■ Data for this task ■

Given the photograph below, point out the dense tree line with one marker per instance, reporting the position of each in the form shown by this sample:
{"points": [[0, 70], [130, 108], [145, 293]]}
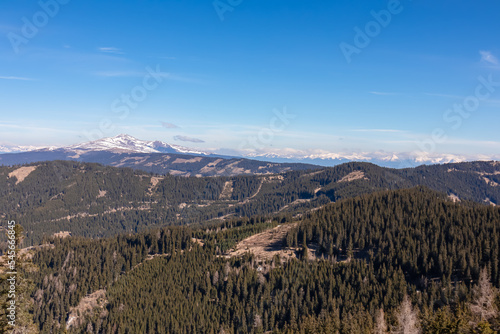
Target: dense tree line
{"points": [[372, 251], [96, 201]]}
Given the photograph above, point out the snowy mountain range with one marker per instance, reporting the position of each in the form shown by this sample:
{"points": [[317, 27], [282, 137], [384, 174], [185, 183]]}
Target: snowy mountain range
{"points": [[124, 143]]}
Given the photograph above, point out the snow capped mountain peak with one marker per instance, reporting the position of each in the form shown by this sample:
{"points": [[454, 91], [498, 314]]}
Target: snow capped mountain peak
{"points": [[124, 143]]}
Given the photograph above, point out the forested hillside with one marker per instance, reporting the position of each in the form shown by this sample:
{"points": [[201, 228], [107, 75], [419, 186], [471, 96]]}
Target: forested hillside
{"points": [[96, 201], [354, 258]]}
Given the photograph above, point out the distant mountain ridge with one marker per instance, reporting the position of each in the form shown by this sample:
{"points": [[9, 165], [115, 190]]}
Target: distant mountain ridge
{"points": [[126, 144]]}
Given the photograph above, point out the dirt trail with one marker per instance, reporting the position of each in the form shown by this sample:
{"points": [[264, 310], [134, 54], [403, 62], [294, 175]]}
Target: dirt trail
{"points": [[267, 244]]}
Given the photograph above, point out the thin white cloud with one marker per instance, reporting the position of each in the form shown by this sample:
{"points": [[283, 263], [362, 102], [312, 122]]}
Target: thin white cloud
{"points": [[488, 57], [111, 49], [190, 139], [445, 95], [378, 130], [16, 78], [384, 93], [111, 74], [163, 75]]}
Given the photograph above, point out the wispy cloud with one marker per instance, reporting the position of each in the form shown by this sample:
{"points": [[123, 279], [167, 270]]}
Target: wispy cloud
{"points": [[379, 130], [112, 74], [169, 125], [384, 93], [488, 57], [190, 139], [445, 95], [111, 49], [140, 74], [16, 78]]}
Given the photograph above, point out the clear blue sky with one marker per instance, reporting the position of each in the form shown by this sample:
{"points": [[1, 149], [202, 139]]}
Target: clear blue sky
{"points": [[223, 71]]}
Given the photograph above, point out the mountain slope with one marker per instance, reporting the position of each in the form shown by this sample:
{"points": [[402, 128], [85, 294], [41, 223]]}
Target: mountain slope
{"points": [[96, 201]]}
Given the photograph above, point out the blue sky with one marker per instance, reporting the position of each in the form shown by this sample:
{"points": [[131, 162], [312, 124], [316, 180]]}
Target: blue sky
{"points": [[225, 69]]}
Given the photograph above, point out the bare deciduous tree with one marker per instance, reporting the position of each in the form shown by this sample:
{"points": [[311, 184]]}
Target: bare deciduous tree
{"points": [[380, 324], [408, 322], [483, 306]]}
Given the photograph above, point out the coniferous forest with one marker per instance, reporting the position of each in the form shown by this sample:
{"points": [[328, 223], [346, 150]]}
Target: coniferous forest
{"points": [[373, 255]]}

■ Work order ■
Return all records verbatim and drop the pictures.

■ Response for this exercise ■
Given the photograph below, point out the dense tree line with one marker per instance, reporting the position of each in the form shown by this sample:
{"points": [[0, 70], [130, 108], [145, 293]]}
Target: dense tree line
{"points": [[372, 251], [96, 201]]}
Given the photograph above, point out the snowy mountain range with one marker per instance, reporting the position of each in the form shown by this sample:
{"points": [[317, 27], [282, 137], [384, 174], [185, 183]]}
Target: snowy mountain range
{"points": [[124, 143]]}
Given the photograph above, point out the snow capped mountain peak with one marker per instance, reporting the position of each in the form shown by this sample:
{"points": [[454, 91], [498, 314]]}
Target: snow capped mountain peak
{"points": [[124, 143]]}
Given the photograph above, point out the forested hillside with one marker per instance, reporting the position of each in the form shown by this sample:
{"points": [[201, 228], [107, 75], [419, 186], [471, 96]]}
Target: forested hillside
{"points": [[96, 201], [354, 258]]}
Given the photograph above, point out the distant mountain ridge with one marker per instance, reporting the position of each in the form shown by this sample:
{"points": [[9, 165], [115, 190]]}
Target: distant mountain ridge
{"points": [[126, 144]]}
Given the photograph above, point out the dirt trail with one marker per instance, reporting the position of each in the form shown by this sample:
{"points": [[264, 310], [134, 54], [403, 62], [294, 175]]}
Target: dirt trail
{"points": [[267, 244]]}
Given the photograph above, point out the thin white cloud with one marker per instance, reporting the position of each in the form shown by this sample:
{"points": [[283, 263], [362, 102], [312, 122]]}
Target: thin white cloud
{"points": [[488, 57], [111, 49], [190, 139], [445, 95], [378, 130], [16, 78], [384, 93], [111, 74], [163, 75]]}
Given the photograph above, point out the wispy cloud with one marker per instance, reporting the position of each in the form shown by this sample:
{"points": [[123, 279], [167, 270]]}
Target: wispy cloud
{"points": [[379, 130], [112, 74], [169, 125], [384, 93], [488, 57], [190, 139], [445, 95], [111, 49], [140, 74], [16, 78]]}
Given the photograph above, point out the clear blue sky with one marker per instance, reporting the position of each in the form shown by this sample:
{"points": [[1, 149], [202, 139]]}
Target: clear blue sky
{"points": [[223, 71]]}
Given the photograph above, point out the mountain slope with one marker per instance, reporting the position of each in the form shown by this sample:
{"points": [[402, 128], [85, 294], [41, 223]]}
Target: mountain slope
{"points": [[96, 201]]}
Given the photograph above, point out the blue sky with one marker per instance, reporting the position of each in the form shown by this sample:
{"points": [[131, 162], [312, 124], [316, 180]]}
Target: blue sky
{"points": [[225, 69]]}
Given the photograph above, point out the bare deciduous tree with one marker per instance, reporting the position of each in the form shown by this sample:
{"points": [[311, 184]]}
Target: bare deciduous tree
{"points": [[380, 324], [408, 322], [483, 306]]}
Given the photograph above, point out the coniferous forest with one marker per instance, reporting the position of each in the form shown by this sample:
{"points": [[328, 223], [346, 150]]}
Target: coniferous forest
{"points": [[373, 255]]}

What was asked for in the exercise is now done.